# [SHORT EXERCISE]
Locate every line in the records that contains the word "flower", and copy each such line.

= = =

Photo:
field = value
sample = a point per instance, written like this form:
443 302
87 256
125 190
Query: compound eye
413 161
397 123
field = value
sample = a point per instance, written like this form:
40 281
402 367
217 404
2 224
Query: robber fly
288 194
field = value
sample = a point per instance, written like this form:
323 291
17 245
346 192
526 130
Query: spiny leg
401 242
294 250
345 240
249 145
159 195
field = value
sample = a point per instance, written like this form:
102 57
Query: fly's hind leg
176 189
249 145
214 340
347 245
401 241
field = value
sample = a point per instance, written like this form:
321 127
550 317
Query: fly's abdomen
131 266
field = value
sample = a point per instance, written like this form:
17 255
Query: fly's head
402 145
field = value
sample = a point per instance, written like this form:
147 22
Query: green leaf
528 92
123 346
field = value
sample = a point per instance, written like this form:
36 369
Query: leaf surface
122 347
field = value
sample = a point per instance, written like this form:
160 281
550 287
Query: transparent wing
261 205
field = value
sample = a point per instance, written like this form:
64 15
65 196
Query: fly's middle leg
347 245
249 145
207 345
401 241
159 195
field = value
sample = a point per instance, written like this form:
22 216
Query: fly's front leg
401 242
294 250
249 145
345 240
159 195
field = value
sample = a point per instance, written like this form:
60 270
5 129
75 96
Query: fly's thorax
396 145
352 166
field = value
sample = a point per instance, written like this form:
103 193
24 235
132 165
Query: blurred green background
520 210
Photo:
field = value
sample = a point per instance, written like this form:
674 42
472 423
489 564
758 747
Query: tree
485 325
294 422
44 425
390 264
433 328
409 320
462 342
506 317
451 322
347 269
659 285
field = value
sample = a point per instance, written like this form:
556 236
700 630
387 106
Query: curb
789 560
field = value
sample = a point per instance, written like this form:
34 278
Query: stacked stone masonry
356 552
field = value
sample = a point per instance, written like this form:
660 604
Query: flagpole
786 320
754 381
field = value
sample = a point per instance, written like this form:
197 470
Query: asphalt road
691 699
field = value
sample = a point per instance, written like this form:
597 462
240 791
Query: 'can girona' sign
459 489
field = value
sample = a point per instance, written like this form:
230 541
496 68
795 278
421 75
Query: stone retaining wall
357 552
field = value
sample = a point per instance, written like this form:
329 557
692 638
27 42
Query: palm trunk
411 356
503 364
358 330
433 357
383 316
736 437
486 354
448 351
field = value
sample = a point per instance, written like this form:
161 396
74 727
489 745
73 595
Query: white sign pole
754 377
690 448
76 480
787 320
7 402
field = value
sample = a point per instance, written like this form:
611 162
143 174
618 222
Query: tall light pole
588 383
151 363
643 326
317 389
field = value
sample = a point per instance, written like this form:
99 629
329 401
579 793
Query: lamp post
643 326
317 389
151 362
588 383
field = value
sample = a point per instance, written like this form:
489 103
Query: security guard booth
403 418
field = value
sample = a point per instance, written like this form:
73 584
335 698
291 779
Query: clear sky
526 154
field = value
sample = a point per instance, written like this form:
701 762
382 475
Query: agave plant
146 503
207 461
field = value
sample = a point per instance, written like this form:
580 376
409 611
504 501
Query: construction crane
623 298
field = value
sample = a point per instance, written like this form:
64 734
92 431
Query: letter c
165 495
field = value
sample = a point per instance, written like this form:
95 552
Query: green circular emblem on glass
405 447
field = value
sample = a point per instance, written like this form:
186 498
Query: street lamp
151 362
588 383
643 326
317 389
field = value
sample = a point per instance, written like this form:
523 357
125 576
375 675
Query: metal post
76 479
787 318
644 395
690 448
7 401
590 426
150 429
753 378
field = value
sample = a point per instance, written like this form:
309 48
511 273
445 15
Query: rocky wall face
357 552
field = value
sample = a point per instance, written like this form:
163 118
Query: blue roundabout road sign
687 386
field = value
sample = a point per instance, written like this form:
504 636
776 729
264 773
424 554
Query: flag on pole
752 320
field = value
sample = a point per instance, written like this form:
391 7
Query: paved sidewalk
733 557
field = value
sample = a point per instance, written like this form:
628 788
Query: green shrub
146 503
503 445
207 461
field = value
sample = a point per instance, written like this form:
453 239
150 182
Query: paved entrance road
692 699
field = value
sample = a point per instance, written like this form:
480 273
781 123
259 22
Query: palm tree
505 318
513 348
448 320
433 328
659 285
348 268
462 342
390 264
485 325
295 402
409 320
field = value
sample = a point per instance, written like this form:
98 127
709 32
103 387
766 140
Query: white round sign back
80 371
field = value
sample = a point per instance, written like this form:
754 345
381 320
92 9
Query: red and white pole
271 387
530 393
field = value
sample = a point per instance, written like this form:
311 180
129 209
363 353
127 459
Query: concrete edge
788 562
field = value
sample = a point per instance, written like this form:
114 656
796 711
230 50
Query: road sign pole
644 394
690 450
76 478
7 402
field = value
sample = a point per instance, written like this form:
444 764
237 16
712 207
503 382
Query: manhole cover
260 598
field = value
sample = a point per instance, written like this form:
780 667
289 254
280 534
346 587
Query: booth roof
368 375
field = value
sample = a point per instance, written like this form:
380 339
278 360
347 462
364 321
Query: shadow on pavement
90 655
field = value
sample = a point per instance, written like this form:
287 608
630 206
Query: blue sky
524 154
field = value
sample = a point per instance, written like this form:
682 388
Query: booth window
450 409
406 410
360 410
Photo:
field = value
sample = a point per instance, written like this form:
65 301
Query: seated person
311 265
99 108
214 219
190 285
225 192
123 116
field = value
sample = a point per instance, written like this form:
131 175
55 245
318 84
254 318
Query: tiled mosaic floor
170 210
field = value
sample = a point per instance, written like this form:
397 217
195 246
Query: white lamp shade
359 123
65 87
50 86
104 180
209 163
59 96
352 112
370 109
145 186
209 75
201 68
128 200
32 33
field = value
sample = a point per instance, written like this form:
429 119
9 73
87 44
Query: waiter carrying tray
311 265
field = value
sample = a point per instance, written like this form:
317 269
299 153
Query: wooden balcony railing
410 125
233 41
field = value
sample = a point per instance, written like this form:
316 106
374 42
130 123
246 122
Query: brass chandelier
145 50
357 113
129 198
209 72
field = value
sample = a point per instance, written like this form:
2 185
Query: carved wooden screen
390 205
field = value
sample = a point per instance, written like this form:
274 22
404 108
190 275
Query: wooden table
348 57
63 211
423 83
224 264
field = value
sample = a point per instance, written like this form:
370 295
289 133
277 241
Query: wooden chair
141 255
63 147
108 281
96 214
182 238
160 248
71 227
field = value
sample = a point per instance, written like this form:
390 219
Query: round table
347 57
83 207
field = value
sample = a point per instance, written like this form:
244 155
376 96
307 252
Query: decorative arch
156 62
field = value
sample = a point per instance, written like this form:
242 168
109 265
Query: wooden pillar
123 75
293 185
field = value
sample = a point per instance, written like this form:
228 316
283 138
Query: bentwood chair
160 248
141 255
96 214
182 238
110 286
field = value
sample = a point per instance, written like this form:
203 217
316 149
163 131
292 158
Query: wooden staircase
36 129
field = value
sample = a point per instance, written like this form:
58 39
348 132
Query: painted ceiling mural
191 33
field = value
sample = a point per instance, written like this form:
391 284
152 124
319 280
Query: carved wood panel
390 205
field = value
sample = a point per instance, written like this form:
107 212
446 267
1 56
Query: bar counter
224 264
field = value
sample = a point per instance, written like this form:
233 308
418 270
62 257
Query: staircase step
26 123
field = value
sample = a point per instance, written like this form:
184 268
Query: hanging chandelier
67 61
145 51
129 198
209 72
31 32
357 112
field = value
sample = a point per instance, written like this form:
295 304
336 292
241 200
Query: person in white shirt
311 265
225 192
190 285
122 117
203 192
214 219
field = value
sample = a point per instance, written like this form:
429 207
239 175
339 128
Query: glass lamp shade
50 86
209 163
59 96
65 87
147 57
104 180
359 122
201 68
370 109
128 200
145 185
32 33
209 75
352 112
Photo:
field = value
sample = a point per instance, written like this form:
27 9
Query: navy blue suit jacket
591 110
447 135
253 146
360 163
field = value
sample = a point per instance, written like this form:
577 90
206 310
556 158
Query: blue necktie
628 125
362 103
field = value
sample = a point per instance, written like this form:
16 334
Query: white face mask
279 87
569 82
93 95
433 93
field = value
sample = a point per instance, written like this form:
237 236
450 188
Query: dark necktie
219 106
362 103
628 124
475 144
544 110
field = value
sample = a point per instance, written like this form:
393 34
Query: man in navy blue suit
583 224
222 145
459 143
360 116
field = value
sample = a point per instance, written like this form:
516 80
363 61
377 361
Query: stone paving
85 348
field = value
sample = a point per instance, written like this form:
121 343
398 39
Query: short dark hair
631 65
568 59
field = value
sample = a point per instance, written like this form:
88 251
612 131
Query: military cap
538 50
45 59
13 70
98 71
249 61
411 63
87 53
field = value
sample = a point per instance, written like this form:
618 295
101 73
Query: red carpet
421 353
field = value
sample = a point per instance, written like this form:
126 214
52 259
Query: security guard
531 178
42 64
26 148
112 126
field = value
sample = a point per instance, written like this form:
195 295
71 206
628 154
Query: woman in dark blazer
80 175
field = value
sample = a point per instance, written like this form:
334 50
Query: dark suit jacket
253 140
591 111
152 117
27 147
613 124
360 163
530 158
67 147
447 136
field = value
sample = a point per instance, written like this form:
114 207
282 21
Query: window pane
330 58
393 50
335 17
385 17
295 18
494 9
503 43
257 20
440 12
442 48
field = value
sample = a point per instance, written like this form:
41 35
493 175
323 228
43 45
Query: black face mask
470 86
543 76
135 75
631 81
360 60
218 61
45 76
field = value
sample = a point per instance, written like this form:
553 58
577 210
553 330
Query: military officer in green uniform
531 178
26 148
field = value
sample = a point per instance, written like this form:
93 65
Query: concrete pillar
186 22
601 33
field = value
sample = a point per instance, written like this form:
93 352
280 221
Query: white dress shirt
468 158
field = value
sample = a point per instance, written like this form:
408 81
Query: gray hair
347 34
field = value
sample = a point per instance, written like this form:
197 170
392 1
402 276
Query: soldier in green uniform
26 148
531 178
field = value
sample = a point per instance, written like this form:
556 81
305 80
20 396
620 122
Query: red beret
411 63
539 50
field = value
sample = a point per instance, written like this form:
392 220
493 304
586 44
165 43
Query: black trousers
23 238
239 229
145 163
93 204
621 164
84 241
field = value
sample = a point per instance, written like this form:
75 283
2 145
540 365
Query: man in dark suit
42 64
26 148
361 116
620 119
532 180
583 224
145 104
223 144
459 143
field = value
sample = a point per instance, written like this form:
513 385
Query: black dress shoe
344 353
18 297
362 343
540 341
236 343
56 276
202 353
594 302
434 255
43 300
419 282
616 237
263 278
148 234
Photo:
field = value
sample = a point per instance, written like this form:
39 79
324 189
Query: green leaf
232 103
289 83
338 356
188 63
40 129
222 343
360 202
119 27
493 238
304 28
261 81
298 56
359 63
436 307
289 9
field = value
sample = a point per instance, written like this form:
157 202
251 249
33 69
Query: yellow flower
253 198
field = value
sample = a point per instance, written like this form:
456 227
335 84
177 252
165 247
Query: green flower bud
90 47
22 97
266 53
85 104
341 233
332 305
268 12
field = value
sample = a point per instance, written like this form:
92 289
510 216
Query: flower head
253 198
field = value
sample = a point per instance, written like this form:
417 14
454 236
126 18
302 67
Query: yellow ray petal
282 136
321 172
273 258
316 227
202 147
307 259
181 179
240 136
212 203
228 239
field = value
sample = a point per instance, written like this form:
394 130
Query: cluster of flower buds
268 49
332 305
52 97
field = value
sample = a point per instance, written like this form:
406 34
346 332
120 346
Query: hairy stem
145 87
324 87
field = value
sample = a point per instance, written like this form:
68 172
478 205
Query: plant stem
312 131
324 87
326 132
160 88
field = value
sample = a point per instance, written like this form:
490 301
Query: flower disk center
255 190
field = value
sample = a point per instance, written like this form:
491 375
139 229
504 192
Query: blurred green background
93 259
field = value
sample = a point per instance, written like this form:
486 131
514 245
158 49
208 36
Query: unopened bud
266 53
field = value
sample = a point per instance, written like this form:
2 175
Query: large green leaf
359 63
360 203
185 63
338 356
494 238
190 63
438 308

= = =

# [COMPLETE ANSWER]
Query: yellow flower
Query: green flower bud
Query: flower head
Query: cluster of flower buds
Query: flower disk center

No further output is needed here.